EXERCISE: The records should be written out in full, with nothing altered.

— Start of PROVIDED ENTRIES —

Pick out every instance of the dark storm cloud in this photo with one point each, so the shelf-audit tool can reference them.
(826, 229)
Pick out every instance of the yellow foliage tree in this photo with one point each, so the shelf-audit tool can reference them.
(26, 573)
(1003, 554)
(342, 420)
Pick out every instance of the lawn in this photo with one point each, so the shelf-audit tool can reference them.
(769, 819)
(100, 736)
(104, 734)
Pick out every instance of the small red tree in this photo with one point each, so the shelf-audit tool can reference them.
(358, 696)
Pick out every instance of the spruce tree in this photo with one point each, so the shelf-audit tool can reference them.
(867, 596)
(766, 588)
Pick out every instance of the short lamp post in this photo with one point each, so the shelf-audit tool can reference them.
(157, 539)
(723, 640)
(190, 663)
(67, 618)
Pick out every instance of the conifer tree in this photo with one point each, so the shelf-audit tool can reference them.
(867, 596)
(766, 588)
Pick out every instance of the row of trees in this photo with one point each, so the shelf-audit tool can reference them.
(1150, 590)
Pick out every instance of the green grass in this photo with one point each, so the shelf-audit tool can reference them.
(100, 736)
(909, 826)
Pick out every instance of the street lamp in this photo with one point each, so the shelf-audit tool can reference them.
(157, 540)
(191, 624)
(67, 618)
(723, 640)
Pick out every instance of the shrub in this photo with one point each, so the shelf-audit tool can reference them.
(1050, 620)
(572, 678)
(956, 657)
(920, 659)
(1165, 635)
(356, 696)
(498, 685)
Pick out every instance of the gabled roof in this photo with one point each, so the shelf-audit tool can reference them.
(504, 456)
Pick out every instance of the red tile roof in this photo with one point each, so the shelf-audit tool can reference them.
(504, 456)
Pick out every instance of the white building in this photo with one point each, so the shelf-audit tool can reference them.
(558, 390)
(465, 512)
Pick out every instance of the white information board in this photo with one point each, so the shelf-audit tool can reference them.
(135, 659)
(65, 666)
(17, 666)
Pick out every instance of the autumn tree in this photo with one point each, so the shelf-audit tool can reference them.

— End of PROVIDED ENTRIES —

FINISHED TASK:
Pick out every instance of the dark storm cloud in this photo with one point each, so the shelf-audit tool can reference them.
(826, 229)
Pick out every instance of the yellow foliage tree in this photo with one point each, so the shelf-audit tool can reference them.
(26, 573)
(1003, 554)
(342, 420)
Pick out every instance of the lawn in this photo with one point each, so the shelf-audit tool can reference them.
(769, 819)
(100, 736)
(104, 734)
Pick out every instance of the small red tree in this photo with one point each, so the shelf-audit tool can reference them.
(358, 696)
Pick out every instance of the spruce tree in this photo with one point each, so the shelf-audit tool can reference them.
(867, 596)
(766, 588)
Pick out every instance of the short lamp post in this photo with one point each, so the shelf-audit tool can reference them.
(157, 539)
(723, 640)
(190, 663)
(67, 618)
Pick out every instance of the conifer tree in this photo with one point each, so the shelf-audit tool can reference them.
(867, 596)
(766, 588)
Pick out every instance of the row of trees in this photo with one point each, so the shelf-audit tool can reference them.
(1150, 590)
Pick out every instance of the green grass in this photo with one point each, so the shelf-audit tool can reference them.
(100, 736)
(909, 826)
Pick out every instance of the street lamp in this photo with one point each, so the shelf-audit tool can reference them.
(157, 540)
(191, 624)
(67, 618)
(723, 640)
Pick out every instance of the shrub in this photo with one point each, so the shelf-audit tool can reference them.
(1050, 620)
(572, 678)
(956, 657)
(920, 659)
(1165, 635)
(356, 696)
(498, 685)
Pick out every instance of the gabled roof in this photo with one point each, so the shelf-audit tool can reference them.
(504, 456)
Pick out every instance of the red tile roof in this photo with one point each, so the shelf-audit tool can reference them.
(504, 456)
Pick out every instance of the white building in this photo with one point each, so the shelf-audit tool can reference them.
(558, 390)
(465, 512)
Pick out every instance of the white information board in this photo with one point each, so the shelf-audit tool can reference them.
(135, 659)
(65, 666)
(17, 666)
Pick out every instance of the autumn tree in this photo with one point each, so the shelf-audit tool can reference them.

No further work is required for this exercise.